## Exercise description
Can you repeat the records word for word, starting with the line that contains "Could you indicate which part of this picture the green herb" and going on through the line that contains "[0,652,1344,896]", with both of those lines included?

[Coordinate annotation entries]
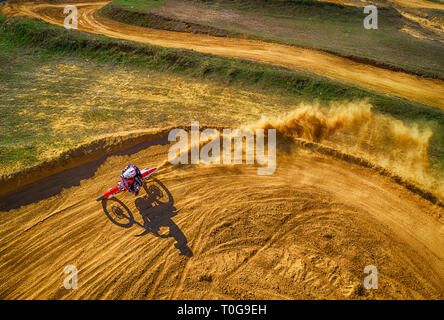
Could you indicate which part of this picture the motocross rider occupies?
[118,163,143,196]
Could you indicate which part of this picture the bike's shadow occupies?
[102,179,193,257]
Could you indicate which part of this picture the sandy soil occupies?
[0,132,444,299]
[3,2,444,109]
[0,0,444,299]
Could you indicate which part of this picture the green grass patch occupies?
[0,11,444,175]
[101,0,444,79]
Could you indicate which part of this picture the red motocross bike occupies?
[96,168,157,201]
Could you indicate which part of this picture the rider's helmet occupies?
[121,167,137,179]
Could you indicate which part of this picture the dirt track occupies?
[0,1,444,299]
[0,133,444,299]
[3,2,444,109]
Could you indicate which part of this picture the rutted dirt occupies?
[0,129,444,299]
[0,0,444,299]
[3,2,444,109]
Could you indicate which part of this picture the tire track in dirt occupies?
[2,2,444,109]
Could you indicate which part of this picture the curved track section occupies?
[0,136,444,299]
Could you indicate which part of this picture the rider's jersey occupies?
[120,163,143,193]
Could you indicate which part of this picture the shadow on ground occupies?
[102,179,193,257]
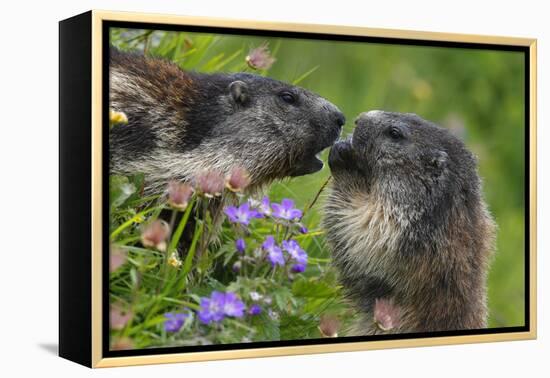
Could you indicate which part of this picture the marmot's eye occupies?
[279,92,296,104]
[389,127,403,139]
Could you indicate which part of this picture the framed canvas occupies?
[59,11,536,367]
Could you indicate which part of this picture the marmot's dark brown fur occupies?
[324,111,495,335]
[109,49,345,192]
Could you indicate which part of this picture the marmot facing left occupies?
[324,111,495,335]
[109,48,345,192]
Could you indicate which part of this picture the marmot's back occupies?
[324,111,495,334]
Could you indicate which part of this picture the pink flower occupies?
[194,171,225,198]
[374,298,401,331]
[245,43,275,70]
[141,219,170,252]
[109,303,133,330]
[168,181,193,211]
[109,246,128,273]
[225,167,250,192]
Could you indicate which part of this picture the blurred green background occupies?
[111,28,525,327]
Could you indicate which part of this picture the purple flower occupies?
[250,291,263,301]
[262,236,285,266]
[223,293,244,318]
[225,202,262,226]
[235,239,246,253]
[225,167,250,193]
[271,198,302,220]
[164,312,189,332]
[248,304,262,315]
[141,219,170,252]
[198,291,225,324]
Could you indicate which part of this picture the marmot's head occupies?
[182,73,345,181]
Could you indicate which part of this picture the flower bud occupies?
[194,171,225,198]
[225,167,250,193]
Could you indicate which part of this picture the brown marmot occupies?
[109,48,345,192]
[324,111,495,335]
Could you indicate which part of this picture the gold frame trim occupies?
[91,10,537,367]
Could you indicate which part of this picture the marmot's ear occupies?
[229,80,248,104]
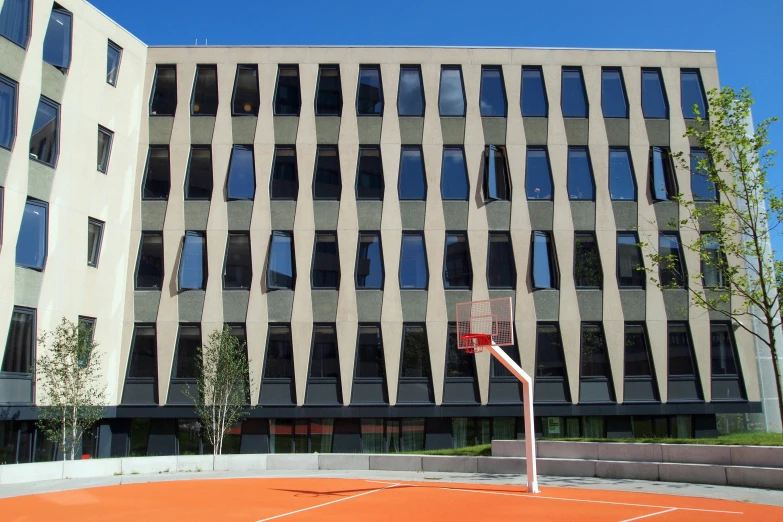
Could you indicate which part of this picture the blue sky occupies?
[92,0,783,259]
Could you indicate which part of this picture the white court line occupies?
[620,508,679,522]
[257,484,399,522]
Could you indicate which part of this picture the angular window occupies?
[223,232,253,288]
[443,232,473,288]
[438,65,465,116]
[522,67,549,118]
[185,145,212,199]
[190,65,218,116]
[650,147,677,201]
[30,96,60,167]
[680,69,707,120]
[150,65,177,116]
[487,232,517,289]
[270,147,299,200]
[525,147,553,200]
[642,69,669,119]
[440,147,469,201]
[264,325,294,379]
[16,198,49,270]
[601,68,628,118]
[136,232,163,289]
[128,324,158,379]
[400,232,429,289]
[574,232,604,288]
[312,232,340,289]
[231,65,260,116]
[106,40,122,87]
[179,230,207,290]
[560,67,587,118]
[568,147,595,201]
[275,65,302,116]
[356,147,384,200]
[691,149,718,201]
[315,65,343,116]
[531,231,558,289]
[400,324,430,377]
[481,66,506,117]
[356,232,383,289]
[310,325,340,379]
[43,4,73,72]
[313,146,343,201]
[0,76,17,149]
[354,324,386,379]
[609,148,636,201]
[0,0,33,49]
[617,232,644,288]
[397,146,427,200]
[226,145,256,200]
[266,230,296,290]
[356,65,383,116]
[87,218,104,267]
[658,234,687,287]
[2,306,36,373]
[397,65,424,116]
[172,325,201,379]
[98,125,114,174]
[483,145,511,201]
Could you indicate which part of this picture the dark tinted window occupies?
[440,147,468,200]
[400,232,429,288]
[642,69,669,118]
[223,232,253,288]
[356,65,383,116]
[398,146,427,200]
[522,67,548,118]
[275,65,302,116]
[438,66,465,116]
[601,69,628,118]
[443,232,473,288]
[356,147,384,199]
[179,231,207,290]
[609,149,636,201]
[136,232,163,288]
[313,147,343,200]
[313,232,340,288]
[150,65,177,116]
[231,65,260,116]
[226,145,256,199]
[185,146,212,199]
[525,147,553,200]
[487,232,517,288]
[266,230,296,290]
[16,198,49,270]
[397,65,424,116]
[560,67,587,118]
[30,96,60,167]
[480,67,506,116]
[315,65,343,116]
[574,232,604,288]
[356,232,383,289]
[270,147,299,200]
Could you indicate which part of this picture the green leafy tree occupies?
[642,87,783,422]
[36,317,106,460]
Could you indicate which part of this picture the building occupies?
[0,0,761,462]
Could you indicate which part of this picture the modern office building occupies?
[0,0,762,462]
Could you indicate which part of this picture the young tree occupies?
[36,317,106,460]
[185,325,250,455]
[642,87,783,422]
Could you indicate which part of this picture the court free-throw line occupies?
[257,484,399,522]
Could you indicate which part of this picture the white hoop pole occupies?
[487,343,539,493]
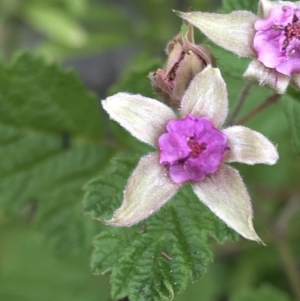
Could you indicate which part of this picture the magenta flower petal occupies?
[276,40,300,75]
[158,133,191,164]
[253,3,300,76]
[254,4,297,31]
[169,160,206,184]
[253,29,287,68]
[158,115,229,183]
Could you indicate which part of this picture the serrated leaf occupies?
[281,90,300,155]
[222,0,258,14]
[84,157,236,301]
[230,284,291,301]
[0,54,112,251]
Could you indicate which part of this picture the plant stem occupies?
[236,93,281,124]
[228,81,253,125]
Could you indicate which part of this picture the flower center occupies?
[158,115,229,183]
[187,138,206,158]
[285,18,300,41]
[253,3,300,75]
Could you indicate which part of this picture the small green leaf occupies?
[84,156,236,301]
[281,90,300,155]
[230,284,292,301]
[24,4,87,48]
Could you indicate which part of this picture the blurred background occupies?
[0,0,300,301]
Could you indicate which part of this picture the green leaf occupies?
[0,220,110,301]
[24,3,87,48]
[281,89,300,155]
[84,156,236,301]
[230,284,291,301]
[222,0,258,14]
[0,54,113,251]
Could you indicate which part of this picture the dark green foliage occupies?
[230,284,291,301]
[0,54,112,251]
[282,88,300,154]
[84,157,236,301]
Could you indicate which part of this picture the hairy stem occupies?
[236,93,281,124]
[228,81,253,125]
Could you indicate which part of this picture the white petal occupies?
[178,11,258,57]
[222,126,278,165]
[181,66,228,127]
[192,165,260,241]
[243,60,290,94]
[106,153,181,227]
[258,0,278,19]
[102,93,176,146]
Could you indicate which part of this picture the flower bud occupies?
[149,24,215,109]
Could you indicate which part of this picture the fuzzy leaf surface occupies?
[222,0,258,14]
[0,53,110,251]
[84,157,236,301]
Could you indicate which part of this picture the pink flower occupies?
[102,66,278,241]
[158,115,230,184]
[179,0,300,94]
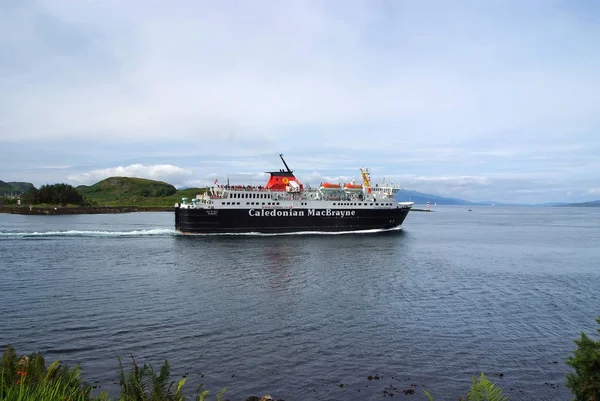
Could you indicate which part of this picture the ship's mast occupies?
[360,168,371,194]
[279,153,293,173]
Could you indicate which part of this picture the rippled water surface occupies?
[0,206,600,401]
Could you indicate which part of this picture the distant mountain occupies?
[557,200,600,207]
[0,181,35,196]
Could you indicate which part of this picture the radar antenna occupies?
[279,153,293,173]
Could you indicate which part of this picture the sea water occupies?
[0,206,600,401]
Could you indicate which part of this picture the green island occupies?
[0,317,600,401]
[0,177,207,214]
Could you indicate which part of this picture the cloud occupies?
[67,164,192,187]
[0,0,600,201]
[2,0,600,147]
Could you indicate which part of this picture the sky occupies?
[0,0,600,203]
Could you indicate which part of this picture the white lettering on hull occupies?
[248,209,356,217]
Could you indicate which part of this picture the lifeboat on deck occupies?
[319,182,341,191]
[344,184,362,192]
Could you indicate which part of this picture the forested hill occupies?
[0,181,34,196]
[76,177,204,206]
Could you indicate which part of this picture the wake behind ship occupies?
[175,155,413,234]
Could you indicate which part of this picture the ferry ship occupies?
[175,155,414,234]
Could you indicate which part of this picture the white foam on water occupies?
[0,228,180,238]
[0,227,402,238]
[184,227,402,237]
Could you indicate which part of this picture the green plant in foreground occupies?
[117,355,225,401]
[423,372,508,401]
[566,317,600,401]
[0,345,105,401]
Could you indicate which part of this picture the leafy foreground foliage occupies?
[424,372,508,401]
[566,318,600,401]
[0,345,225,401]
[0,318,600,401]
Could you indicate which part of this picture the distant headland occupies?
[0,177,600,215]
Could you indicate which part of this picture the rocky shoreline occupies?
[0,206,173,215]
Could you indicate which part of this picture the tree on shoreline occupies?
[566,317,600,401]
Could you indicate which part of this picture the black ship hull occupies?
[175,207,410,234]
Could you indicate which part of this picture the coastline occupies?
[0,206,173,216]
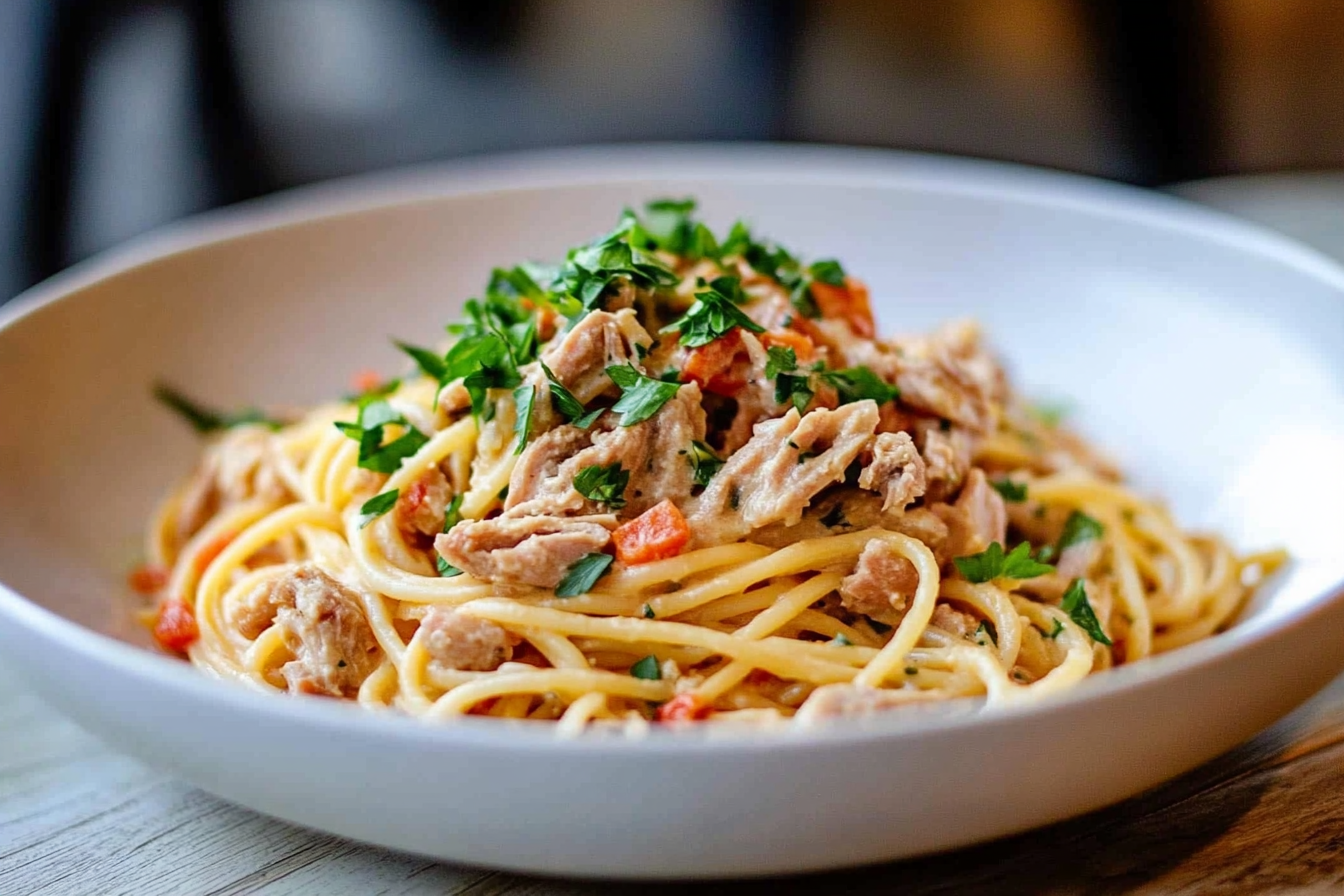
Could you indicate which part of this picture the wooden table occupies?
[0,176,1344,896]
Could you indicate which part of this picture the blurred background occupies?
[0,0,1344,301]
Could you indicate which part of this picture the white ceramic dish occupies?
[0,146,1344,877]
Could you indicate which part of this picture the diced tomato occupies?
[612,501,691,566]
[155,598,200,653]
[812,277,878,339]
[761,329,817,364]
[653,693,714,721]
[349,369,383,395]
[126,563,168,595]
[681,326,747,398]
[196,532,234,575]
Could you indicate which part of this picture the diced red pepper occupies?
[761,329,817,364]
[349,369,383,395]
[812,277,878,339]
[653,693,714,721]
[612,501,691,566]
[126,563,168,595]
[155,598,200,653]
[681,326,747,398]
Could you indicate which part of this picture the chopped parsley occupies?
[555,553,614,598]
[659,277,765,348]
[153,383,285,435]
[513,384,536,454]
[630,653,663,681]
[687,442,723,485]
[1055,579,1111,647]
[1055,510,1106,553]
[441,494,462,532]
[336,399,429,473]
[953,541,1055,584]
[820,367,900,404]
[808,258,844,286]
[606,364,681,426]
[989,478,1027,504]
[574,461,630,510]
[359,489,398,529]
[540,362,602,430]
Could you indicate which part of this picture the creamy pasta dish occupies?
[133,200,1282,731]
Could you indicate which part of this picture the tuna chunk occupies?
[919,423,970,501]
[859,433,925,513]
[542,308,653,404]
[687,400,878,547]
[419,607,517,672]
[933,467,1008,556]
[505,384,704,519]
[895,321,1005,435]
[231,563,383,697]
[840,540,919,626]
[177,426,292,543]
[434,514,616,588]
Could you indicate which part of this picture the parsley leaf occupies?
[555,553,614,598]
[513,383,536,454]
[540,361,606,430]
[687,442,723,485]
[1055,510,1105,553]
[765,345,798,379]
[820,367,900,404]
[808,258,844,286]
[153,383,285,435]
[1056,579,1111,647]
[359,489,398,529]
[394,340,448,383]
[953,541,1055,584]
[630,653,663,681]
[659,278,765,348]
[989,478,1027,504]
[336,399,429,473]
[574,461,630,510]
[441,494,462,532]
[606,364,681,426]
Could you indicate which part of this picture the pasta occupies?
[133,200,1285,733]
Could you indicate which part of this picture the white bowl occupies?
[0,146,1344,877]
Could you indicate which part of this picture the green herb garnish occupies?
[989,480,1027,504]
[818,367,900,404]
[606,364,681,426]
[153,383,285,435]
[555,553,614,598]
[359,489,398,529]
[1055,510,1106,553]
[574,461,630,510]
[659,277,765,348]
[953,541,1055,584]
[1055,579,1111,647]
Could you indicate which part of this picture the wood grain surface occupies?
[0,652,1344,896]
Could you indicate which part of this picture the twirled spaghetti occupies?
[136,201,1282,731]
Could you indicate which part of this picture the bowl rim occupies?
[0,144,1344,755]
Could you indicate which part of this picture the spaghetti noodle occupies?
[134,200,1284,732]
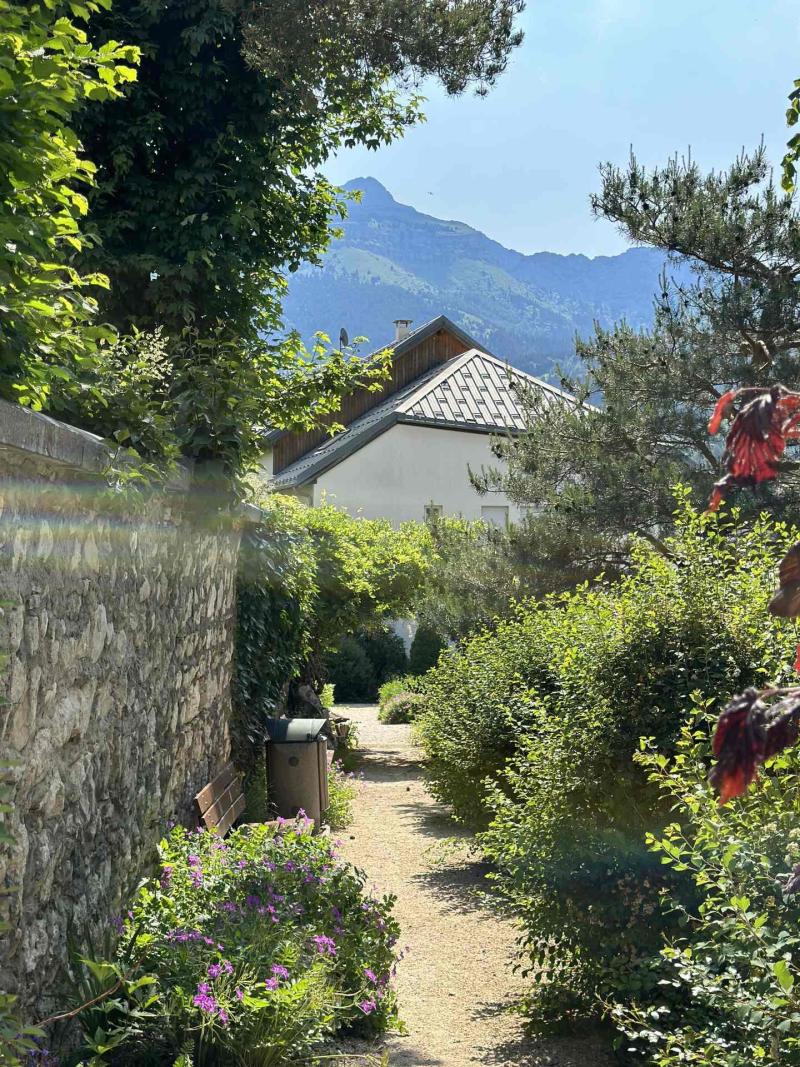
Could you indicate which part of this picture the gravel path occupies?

## Written solution
Could you indicate which part of this picture the green herb garnish occupies?
[989,480,1027,504]
[818,367,900,404]
[606,364,681,426]
[153,383,285,435]
[555,553,614,598]
[359,489,398,529]
[1055,510,1106,553]
[574,461,630,510]
[659,277,765,348]
[953,541,1055,584]
[1055,579,1111,647]
Could you indicate which part of this picture the wood grain surface occupies?
[0,652,1344,896]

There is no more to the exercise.